● **What the task requires**
All lines from the entries below that contain the string "point" should be copied out.
┌─ Given information
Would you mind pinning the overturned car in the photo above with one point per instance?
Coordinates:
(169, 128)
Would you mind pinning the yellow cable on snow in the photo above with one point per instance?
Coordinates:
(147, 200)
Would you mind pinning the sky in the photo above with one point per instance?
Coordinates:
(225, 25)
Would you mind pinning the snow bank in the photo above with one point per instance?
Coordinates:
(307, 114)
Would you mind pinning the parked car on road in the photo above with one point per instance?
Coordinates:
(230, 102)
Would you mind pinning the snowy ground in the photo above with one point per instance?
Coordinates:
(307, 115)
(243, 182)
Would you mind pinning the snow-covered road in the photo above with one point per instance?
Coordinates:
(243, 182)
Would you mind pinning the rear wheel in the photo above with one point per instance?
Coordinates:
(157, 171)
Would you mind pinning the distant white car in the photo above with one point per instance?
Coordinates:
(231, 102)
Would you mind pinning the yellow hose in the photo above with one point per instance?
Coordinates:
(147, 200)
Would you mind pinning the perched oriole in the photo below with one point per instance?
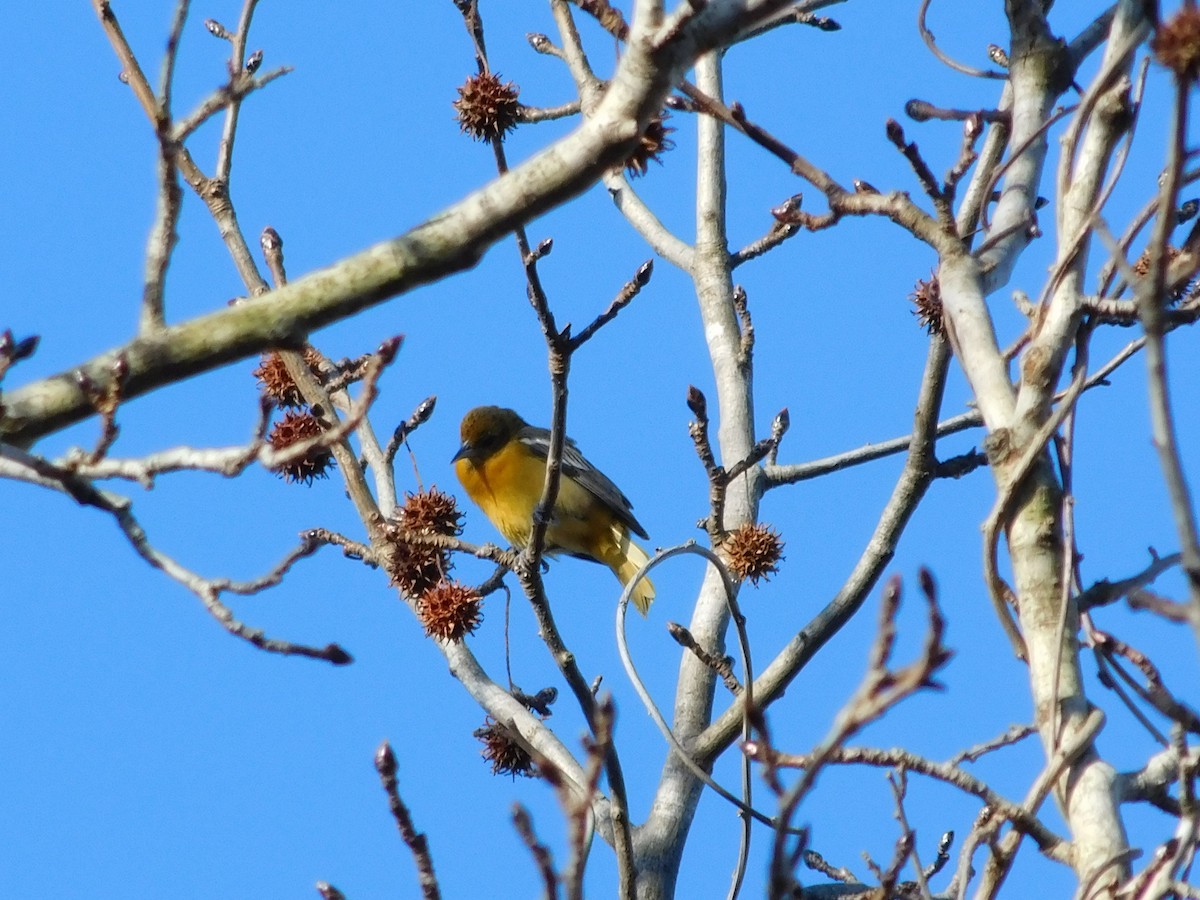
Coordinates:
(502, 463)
└─
┌─ Given information
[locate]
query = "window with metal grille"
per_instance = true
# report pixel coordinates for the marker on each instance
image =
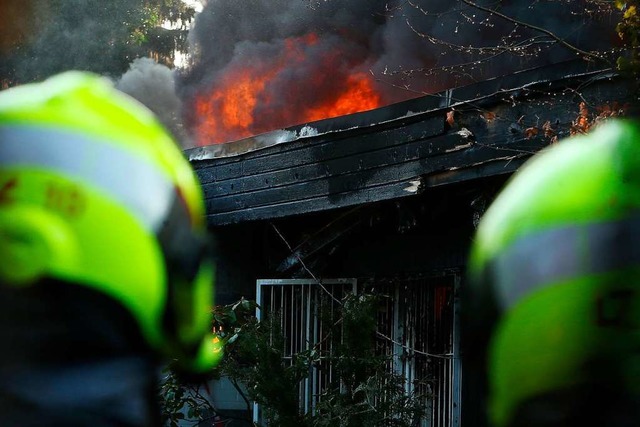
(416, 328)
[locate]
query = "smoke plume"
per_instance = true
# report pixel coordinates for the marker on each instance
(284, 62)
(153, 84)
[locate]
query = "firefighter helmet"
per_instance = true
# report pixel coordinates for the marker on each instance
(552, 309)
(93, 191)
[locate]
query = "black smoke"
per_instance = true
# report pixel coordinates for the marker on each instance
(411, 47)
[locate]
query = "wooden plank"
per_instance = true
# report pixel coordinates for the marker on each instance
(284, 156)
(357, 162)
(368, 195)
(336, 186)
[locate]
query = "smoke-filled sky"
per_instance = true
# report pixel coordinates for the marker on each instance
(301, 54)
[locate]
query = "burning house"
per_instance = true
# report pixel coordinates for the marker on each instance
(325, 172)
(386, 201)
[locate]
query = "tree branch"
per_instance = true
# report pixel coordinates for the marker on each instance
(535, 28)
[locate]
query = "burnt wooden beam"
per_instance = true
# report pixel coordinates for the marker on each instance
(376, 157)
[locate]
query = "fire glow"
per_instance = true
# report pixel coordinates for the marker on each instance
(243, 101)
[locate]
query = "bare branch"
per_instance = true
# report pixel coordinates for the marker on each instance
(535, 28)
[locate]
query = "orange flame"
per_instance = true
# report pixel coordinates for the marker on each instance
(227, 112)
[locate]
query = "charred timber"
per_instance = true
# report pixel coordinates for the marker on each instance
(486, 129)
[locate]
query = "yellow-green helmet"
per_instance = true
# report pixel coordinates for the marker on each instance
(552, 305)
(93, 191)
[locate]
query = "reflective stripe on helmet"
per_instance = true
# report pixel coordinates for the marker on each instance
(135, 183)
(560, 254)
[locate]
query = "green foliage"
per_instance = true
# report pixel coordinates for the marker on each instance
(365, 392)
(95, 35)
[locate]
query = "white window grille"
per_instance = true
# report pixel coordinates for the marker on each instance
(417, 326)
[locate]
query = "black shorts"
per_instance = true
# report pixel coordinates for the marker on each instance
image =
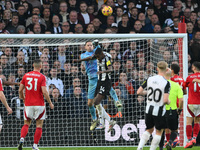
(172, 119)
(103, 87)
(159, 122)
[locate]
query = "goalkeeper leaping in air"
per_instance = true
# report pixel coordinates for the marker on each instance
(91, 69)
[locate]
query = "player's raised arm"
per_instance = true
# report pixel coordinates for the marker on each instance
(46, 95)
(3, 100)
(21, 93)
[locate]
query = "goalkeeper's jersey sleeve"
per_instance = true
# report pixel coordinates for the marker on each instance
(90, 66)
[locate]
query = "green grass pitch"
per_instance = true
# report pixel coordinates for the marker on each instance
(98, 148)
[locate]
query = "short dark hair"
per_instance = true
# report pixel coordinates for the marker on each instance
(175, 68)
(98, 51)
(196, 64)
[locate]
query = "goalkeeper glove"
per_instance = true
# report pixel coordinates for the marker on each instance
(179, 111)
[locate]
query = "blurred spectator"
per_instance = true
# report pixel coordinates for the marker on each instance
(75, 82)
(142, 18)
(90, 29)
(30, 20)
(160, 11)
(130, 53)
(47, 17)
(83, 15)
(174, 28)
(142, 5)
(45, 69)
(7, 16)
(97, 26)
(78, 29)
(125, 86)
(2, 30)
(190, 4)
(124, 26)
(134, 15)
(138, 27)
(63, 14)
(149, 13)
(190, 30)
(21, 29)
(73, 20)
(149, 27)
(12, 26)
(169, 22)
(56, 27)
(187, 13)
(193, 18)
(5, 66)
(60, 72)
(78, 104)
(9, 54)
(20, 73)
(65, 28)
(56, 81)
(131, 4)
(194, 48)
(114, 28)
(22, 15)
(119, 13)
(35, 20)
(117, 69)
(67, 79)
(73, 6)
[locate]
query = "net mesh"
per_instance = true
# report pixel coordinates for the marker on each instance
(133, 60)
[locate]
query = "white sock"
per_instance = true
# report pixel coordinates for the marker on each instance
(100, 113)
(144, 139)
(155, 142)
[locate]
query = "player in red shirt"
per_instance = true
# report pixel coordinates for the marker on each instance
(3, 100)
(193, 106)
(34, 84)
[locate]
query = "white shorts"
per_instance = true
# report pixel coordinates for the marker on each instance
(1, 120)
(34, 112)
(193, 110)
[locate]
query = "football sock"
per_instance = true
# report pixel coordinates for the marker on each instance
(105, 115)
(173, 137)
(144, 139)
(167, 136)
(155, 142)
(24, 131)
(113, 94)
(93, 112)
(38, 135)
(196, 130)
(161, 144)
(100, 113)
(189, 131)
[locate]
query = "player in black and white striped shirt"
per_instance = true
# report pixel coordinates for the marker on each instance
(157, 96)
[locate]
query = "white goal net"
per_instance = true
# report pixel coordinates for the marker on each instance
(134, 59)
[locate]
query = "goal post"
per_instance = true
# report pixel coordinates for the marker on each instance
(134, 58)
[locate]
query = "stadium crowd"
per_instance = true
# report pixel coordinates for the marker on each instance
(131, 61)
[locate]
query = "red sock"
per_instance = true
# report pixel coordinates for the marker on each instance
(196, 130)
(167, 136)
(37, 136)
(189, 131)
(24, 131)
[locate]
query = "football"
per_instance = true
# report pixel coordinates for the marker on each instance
└─
┌─ Given information
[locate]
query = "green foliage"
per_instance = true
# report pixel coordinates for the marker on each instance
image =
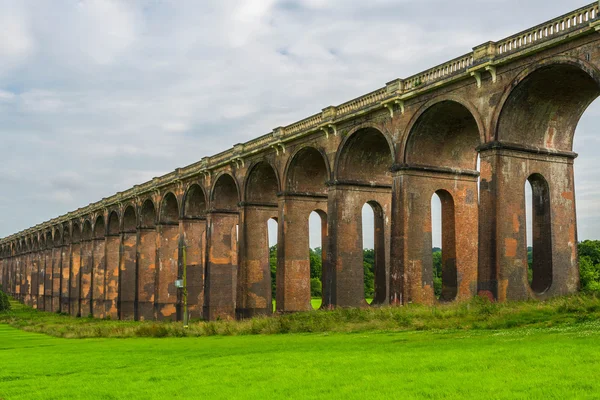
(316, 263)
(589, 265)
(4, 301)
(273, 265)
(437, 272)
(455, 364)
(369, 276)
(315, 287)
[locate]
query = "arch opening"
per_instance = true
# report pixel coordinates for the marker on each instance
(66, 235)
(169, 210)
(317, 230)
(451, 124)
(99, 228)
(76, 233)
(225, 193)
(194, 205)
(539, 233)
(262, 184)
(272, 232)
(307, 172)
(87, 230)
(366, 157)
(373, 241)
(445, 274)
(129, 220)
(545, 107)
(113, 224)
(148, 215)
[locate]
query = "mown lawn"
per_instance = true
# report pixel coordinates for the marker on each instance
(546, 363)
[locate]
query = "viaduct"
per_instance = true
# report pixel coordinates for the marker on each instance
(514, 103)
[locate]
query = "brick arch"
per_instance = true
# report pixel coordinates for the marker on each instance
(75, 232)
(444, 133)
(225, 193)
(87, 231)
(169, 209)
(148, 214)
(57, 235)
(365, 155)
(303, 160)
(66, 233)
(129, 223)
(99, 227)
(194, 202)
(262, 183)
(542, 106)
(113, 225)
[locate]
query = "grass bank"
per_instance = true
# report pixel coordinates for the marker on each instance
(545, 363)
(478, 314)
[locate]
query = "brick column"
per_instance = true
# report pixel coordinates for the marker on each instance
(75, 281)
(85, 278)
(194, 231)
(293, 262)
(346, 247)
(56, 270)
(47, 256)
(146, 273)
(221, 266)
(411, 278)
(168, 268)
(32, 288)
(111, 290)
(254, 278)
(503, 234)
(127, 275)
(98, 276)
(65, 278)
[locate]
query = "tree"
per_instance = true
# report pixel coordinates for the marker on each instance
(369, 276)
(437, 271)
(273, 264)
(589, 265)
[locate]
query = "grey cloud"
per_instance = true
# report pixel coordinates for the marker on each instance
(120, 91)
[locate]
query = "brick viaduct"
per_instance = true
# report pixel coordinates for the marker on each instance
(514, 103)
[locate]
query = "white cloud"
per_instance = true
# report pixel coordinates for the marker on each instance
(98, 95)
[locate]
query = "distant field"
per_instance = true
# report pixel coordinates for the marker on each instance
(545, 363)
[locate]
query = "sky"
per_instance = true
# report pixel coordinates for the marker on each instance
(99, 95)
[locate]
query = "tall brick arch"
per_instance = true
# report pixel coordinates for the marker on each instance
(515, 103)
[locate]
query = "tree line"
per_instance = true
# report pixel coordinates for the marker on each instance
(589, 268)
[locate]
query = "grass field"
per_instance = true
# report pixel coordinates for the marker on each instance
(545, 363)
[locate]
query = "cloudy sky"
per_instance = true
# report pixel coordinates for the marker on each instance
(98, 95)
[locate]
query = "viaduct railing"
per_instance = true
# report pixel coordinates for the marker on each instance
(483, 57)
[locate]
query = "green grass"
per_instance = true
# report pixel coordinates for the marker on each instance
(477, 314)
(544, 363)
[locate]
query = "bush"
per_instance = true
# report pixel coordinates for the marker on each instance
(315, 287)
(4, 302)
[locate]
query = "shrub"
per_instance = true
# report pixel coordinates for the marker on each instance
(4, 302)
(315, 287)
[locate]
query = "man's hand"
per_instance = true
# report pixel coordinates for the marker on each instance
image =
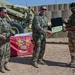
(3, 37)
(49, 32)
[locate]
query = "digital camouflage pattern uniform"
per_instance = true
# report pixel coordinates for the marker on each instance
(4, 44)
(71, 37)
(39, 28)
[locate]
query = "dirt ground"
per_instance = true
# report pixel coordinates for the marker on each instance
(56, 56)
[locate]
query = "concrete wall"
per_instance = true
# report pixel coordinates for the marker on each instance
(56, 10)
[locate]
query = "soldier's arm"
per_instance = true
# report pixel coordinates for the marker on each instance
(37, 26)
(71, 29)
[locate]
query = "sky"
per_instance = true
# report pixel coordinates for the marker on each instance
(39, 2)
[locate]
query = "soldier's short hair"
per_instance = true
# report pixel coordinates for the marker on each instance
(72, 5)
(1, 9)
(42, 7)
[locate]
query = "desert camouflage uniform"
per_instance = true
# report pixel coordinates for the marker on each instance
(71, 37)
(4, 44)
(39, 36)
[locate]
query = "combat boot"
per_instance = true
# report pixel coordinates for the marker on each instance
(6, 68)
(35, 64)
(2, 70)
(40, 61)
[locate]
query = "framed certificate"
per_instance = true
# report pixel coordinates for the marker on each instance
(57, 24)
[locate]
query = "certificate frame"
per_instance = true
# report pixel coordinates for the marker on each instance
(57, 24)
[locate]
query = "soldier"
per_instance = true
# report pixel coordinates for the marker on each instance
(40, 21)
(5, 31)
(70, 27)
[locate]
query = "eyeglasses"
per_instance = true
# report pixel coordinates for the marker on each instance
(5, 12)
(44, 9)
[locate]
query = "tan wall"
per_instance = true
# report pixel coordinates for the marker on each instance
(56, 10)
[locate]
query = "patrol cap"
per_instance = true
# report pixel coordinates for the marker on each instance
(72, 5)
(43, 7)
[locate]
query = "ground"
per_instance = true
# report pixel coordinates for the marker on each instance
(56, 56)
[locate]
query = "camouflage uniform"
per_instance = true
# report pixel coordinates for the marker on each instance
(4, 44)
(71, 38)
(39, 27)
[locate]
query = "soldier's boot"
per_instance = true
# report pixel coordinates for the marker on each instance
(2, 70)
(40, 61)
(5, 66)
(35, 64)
└─
● **Solution to the exercise**
Would you mind pinning the overturned car in the photo above with one point per instance?
Would you mind pinning the yellow cable on snow in the photo above with one point per instance?
Would you mind pinning the sky in the photo above with one point per instance?
Would you mind pinning the snow bank in the photo above with one point per instance?
Would you mind pinning the parked car on road in the photo above with one point per instance?
Would you mind pinning the snowy ground in the photo above with one point per instance?
Would you mind pinning the snow-covered road in the photo above with one point per instance?
Would you mind pinning the rear wheel in the photo above with one point per instance?
Would you mind pinning the distant white car in the photo above with one point per instance?
Would you mind pinning the yellow hose in the photo above with one point per instance?
Would you mind pinning the perched oriole in the photo below with one point per instance?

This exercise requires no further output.